> **RECORDS TO PROCESS**
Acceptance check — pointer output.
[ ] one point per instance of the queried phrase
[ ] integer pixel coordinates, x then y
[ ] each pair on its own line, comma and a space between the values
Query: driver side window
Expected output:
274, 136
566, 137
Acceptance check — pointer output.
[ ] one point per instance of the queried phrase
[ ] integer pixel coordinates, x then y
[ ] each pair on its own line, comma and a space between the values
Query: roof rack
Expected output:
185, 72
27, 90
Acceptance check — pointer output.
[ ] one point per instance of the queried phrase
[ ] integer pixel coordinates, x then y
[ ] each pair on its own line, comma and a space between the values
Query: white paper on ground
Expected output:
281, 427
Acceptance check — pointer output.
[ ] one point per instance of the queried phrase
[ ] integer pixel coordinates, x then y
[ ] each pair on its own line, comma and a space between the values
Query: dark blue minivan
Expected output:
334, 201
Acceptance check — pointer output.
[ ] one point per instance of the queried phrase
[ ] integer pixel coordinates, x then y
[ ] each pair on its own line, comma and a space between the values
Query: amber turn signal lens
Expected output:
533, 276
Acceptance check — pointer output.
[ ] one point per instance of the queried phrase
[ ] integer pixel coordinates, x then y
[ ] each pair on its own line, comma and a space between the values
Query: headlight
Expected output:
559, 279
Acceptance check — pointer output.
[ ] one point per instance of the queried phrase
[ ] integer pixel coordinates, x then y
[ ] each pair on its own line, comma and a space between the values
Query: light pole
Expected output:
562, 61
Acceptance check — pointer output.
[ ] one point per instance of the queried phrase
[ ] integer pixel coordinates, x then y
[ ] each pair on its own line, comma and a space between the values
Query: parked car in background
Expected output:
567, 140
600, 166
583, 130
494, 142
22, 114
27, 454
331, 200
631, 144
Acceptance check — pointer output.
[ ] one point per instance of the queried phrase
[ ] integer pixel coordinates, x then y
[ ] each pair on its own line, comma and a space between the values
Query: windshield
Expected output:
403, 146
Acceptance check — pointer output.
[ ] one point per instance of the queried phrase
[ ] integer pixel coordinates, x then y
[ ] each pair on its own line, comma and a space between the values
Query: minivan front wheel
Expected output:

> **WHAT IS REQUIRED**
Write out all of the records once more, exactly.

> **REPLY**
Acceptance check — pointer output.
[ ] one point per instance of the queried phrase
[ ] integer pixel coordinates, x then y
[ ] each pair on its own line, comma and a space between the values
Query: driver side window
Expected output:
274, 136
566, 137
Acceptance check — pointer output.
[ ] one point per instance of the queried phrase
[ ] integer pixel coordinates, x then y
[ ] each pair on its own line, comma and a space between the values
Query: roof rack
Expected output:
185, 72
27, 90
Acceptance check — pointer output.
[ ] one point per instance of the queried phrase
[ ] integer pixel coordinates, x then y
[ ] each pair on its own line, comma and a space between the values
Query: white paper on ground
Expected output:
281, 427
Acceptance check — pointer output.
[ ] one point per instance of the queried phrase
[ ] integer pixel coordinates, x then y
[ ] each pair on its own line, comma and a space between the values
Query: dark blue minivan
Expected output:
334, 201
Acceptance check — pointer output.
[ ] one point per instance of the queried phrase
[ ] integer pixel coordinates, x then y
[ ] each pair on its own line, comma and a space between the values
Query: amber turn signal lens
Expected output:
533, 276
Acceptance check — pointer output.
[ ] one point per instance of the queried phrase
[ ] integer pixel coordinates, x then y
[ ] each pair on its own line, comma and a space between the values
Query: headlight
Expected output:
559, 279
Acceptance check — pointer output.
[ ] one point per instance of the queried phrase
[ ] integer pixel coordinates, x then y
[ ] each pair on its own line, comma and a space between the values
Query: light pole
Expected output:
562, 61
Acceptance check — pointer output.
[ ] one point per instance of the queried phrase
[ ] integer pixel coordinates, x then y
[ ] each pair on its own line, comma and a space between the values
Query: parked car in background
Expected output:
567, 140
600, 166
583, 130
494, 142
22, 114
27, 454
331, 200
631, 144
Acceptance check — pointer output.
[ ] one point per instance of the queried phrase
[ ] integer pixel coordinates, x then y
[ ] each pair on its own line, comma and a space between the values
Query: windshield
Expected output:
403, 146
Acceptance check — pointer output.
[ ] one point per instance of the queried phrase
[ ] integer pixel coordinates, x then y
[ ] each pair on its own line, comma and a space between the values
Query: minivan front wheel
Expected output:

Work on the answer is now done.